* [PROBLEM TO SOLVE] In the excerpt below on presenting crime trends over time, why is comparing this month's crime count to last month's considered inappropriate? Answer in one to three sentences.

* [DOCUMENT EXTRACT]
______________________________

FIGURE 7.4: Calendar heat map of aggravated assaults

This sort of visualisation might be useful for example to see if certain days of the week see more incidents than others, possibly due to differences in the underlying routine activities that predominate for example weekends versus weekdays. For a bit of fun, you can read Moss (2013) for a safety rating on each day of the week.

7.4.1 How (not) to present time

In our calendar heatmap above we presented count of crimes on each day. But there are other approaches to visualise change over time as well. One such approach is to present percentage change from one point in time to the next. There are many issues with this approach, which lead to misinterpreting the data, which are explored in detail by Wheeler (2016). For example, he mentions that percent change is not symmetric: “For example, an increase from 4 to 5 crimes is a 25% increase, whereas a decrease from 5 to 4 crimes is only a 20% decrease.” (p.x). He presents an alternative metric in Poisson z-scores.

Another issue is with the very popular approach of showing changes as year-to-date. In the post “Why you can’t identify changes in crime by comparing this month to last month” Ashby (2020) presents some great arguments for why attempts to identify changes in crime frequency that involve simply comparing the number of crimes this week/month/year to the number that occurred last week/month/year, or comparing this week, month etc to the same period last year is not an appropriate way to analyse change over time. For example, doing this means throwing away useful information, ignoring trends and seasonality, and leaves results vulnerable to noise. As an alternative, he promotes the use of creating a forecast based on historic data, and comparing observed values against this. It is important that when presenting temporal data, we keep in mind these notes of caution, and follow good practice recommendations such as those notes here.

______________________________

* [ENTRIES PROVIDED]
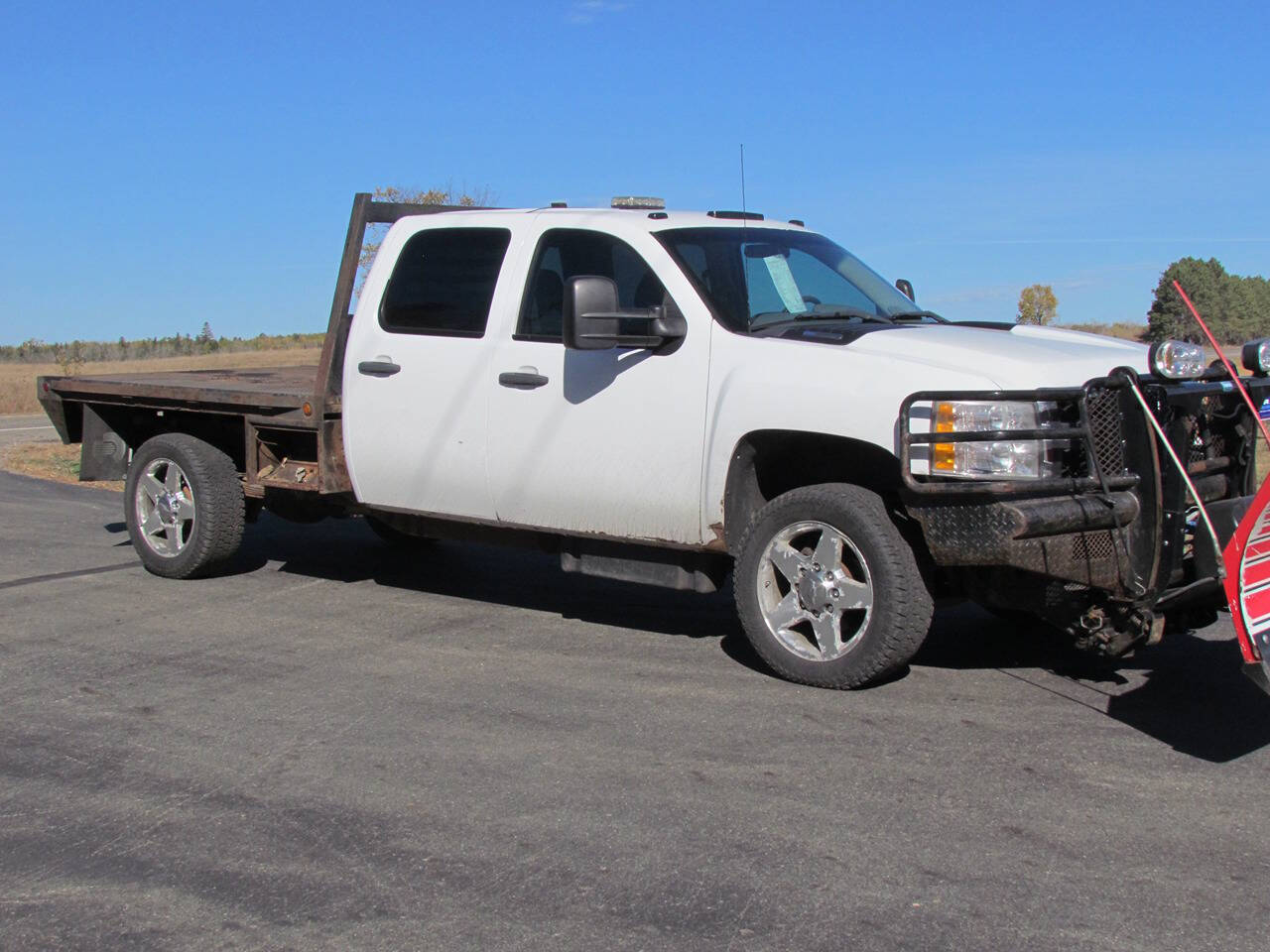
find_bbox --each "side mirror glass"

______________________________

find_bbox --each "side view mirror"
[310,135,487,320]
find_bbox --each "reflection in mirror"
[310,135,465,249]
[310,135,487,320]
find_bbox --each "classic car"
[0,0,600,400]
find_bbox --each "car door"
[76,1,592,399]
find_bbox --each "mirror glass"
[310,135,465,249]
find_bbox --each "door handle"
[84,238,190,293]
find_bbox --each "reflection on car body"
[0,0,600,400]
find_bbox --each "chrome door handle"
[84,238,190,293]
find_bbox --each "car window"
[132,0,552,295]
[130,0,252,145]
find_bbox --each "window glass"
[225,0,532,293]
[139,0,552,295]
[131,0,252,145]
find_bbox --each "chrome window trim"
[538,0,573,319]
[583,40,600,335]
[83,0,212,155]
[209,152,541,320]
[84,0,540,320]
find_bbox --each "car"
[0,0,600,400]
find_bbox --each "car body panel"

______________________________

* [ANSWER TO THE PROBLEM] The comparison throws away useful information and ignores trends and seasonality. It also leaves the results vulnerable to noise. The excerpt recommends forecasting from historic data and comparing observed values against that forecast.